## TASK DESCRIPTION
With pictures omitted, restate the data word for word.

## DATASET EXTRACT
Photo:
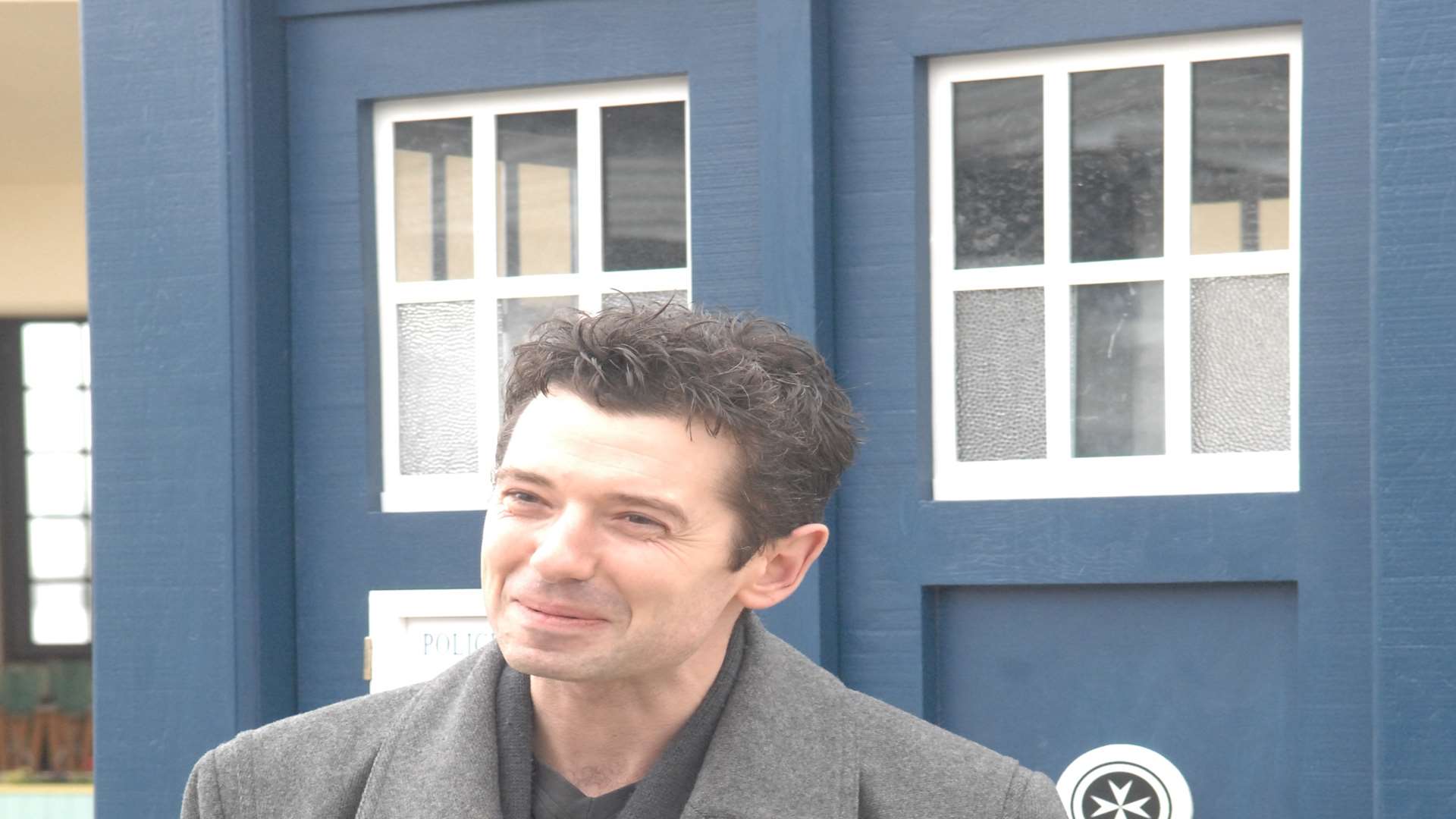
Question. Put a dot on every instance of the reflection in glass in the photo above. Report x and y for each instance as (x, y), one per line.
(60, 614)
(1241, 155)
(435, 232)
(998, 172)
(1117, 164)
(1001, 375)
(58, 550)
(437, 394)
(1117, 381)
(1241, 381)
(516, 318)
(644, 187)
(536, 193)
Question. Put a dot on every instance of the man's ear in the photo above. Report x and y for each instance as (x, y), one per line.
(778, 570)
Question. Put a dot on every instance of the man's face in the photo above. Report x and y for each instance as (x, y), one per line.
(606, 547)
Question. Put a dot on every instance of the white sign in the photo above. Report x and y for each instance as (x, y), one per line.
(419, 632)
(1125, 781)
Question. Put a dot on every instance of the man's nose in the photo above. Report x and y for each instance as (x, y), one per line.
(566, 548)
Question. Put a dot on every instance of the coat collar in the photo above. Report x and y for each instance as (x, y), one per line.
(783, 746)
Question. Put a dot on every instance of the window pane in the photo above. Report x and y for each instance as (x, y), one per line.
(53, 354)
(437, 390)
(1117, 381)
(1241, 155)
(1241, 363)
(55, 484)
(536, 193)
(1001, 375)
(58, 548)
(435, 232)
(644, 187)
(998, 172)
(1117, 165)
(55, 420)
(60, 614)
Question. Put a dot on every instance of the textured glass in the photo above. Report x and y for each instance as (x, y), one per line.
(1241, 155)
(651, 297)
(437, 390)
(536, 193)
(998, 172)
(1241, 384)
(53, 354)
(644, 187)
(60, 614)
(58, 548)
(1001, 375)
(1117, 379)
(1117, 165)
(435, 221)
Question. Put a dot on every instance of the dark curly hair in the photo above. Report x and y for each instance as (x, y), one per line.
(737, 373)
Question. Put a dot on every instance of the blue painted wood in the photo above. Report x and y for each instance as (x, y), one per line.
(193, 482)
(1414, 391)
(337, 64)
(896, 541)
(794, 156)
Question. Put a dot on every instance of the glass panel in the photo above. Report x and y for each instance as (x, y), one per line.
(650, 297)
(58, 548)
(1001, 375)
(55, 484)
(1117, 381)
(435, 231)
(1241, 155)
(53, 354)
(998, 172)
(516, 318)
(536, 193)
(437, 390)
(55, 420)
(1241, 384)
(644, 187)
(1117, 165)
(60, 614)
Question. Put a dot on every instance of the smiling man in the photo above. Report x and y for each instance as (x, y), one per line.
(660, 475)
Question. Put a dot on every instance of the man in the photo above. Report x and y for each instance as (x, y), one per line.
(660, 474)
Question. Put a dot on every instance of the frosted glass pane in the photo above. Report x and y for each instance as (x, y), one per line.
(1117, 164)
(536, 193)
(58, 548)
(1241, 384)
(998, 172)
(644, 187)
(1241, 155)
(55, 484)
(651, 297)
(1117, 381)
(53, 354)
(60, 614)
(1001, 375)
(437, 388)
(55, 420)
(435, 231)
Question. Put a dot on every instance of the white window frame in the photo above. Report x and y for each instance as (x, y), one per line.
(1180, 471)
(471, 491)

## EXERCISE SOLUTION
Photo:
Question. Put a dot on every instance of the reflection in glass in the photo above. Report x and y for each instance as (x, y), one per line.
(60, 614)
(1241, 155)
(435, 232)
(998, 172)
(1117, 164)
(1001, 375)
(58, 550)
(437, 394)
(1117, 381)
(1241, 381)
(516, 318)
(644, 187)
(536, 193)
Question. Put a dot on every instance of the man's ear in the photo above. Report x and y for each instance as (x, y), one per line.
(778, 570)
Question. Put a dot on every instance of the man's face in the photo above. Report x and y for each instance as (x, y), one per line.
(606, 547)
Question. Put a dot on every instance of the white sign in the photo above. Report x and y for each instance as (x, y), one per line.
(419, 632)
(1125, 781)
Question. Put a dot on every instance of the man's nose in the photo above. Report x and y for each instance as (x, y), one per line.
(566, 548)
Question. Put a dot on every instance of the coat collar in the photo above. Report x and y for each instance as (x, y), one per line.
(783, 746)
Question. Put a dot on every instance of the window pane in the photo above. Report x and y for each instance as (x, y), one per line.
(53, 354)
(437, 390)
(1117, 381)
(1241, 155)
(1241, 363)
(55, 484)
(536, 193)
(1001, 375)
(58, 548)
(435, 232)
(644, 187)
(998, 172)
(1117, 165)
(55, 420)
(60, 614)
Question. Put a dot on every instance of the textured glass in the photo above. Report x and y for each instance as (x, y), one per line.
(1241, 155)
(651, 297)
(437, 390)
(536, 193)
(998, 172)
(1241, 384)
(53, 354)
(644, 187)
(60, 614)
(58, 548)
(1001, 375)
(1117, 379)
(1117, 165)
(435, 221)
Question. Put a dot on every instance of the dark curly hair in the photo above. Report x and y for each instance as (x, y), one per line.
(737, 373)
Question. Put a dot on every instance of the blue painted wood in the photo above. Report x and y for each instance as (x, y), one per line.
(193, 482)
(1414, 391)
(337, 64)
(896, 541)
(794, 156)
Question. Put a dot on every instance of the glass panel in the photo above. Report x and y for each instance as (x, y), one per line.
(650, 297)
(58, 548)
(1001, 375)
(55, 484)
(1117, 381)
(435, 231)
(1241, 155)
(53, 354)
(998, 172)
(516, 318)
(536, 193)
(437, 390)
(55, 420)
(1241, 384)
(644, 187)
(1117, 165)
(60, 614)
Question. Put a dot on every instance of the smiling man in the photo above. Report x and y for each instance as (x, y), one per line.
(660, 475)
Question. Put a dot on every instance of the man in the photo above. Report x and y for each instance as (x, y), one per line.
(660, 474)
Question. Put a dot on every instance of the frosted glass pane in the photo above. Report x and y for each instance as (x, y), one per line.
(1117, 164)
(536, 193)
(58, 548)
(1241, 384)
(998, 172)
(644, 187)
(1241, 155)
(55, 484)
(651, 297)
(1117, 381)
(53, 354)
(60, 614)
(1001, 375)
(437, 388)
(55, 420)
(435, 231)
Question. Put a dot on every instance of the white window frame in the photo above. Report x and y for each instance as (x, y), one per line.
(1180, 471)
(471, 491)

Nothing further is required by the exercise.